* Start Selected excerpt *

Let $T$ be a labeled tree. If $u$ and $v$ are two nodes of $T$, then by ${ val }(u,v)$ we denote the sequence of labels of edges on the path from $u$ to $v$. We call ${ val }(u,v)$ a substring of $T$ and $(u,v)$ an occurrence of the string ${ val }(u,v)$ in $T$. A rooted tree is a tree $T$ with one of its nodes $r$ designated as a root. For any two nodes $u$, $v$, by ${ lca }(u,v)$ we denote their lowest common ancestor in $T$. A substring of a rooted tree is anchored at $r$ if it corresponds to a path passing through $r$, i.e., if it has an occurrence $(u,v)$ such that ${ lca }(u,v)=r$. A directed tree $T_r$ is a rooted tree with all its edges directed towards its root $r$. Every substring of a directed tree corresponds to a directed path in the tree. The following fact is a simple generalization of the upper bound of $2n$ on the number of squares in a string of length $n$; see [5, 7].

* End Selected excerpt *
* Start Collected material *

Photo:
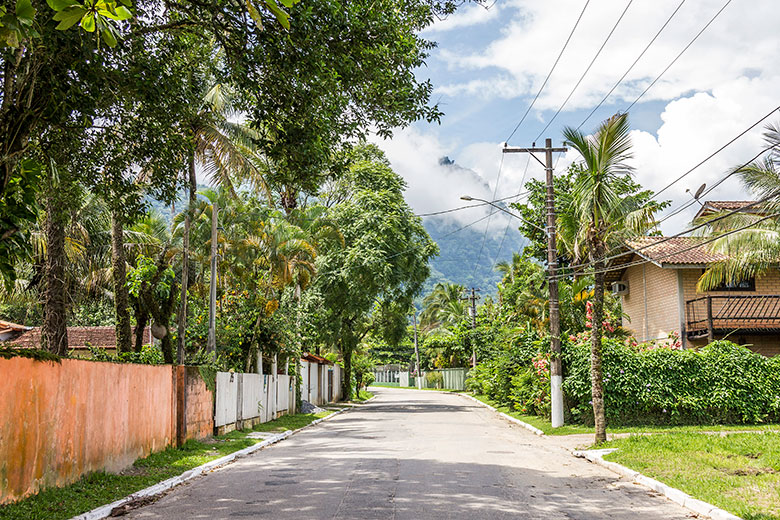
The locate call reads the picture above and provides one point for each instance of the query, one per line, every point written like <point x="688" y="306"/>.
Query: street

* End Collected material *

**Tasks to perform**
#1 Please reproduce the labeled-tree passage word for word, everything from "Let $T$ be a" down to "see [5, 7].".
#2 Extend the labeled-tree passage, not the data, by writing what follows its final sentence.

**Responses for each task**
#1
Let $T$ be a labeled tree. If $u$ and $v$ are two nodes of $T$, then by ${ val }(u,v)$ we denote the sequence of labels of edges on the path from $u$ to $v$. We call ${ val }(u,v)$ a substring of $T$ and $(u,v)$ an occurrence of the string ${ val }(u,v)$ in $T$. A rooted tree is a tree $T$ with one of its nodes $r$ designated as a root. For any two nodes $u$, $v$, by ${ lca }(u,v)$ we denote their lowest common ancestor in $T$. A substring of a rooted tree is anchored at $r$ if it corresponds to a path passing through $r$, i.e., if it has an occurrence $(u,v)$ such that ${ lca }(u,v)=r$. A directed tree $T_r$ is a rooted tree with all its edges directed towards its root $r$. Every substring of a directed tree corresponds to a directed path in the tree. The following fact is a simple generalization of the upper bound of $2n$ on the number of squares in a string of length $n$; see [5, 7].

#2
Lemma 5

A directed tree with $n$ nodes contains at most $2n$ different square substrings.

Proof

It suffices to note that there are at most two topmost occurrences of different squares starting at each node of the tree; see [5, 7, 10]. $\square $

3 Cubes in Rooted Trees

In this section, we show that a rooted tree $T$ with $n$ nodes contains ${\mathcal {O}}(n)$ different cubes anchored at its root $r$.

3.1 Cube Decompositions

For a non-empty string $X$, $(U,V)$ is a cube decomposition of $X^3$ if $UV=X^3$ and there exist nodes $u$ and $v$ in $T$ such that ${ lca }(u,v)=r$, ${ val }(u,r)=U$ and ${ val }(r,v)=V$. A cube decomposition is called leftist if $|U| \ge |V|$ and rightist if $|U| \le |V|$. Due to the following lemma, it suffices to consider cubes with a leftist cube decomposition.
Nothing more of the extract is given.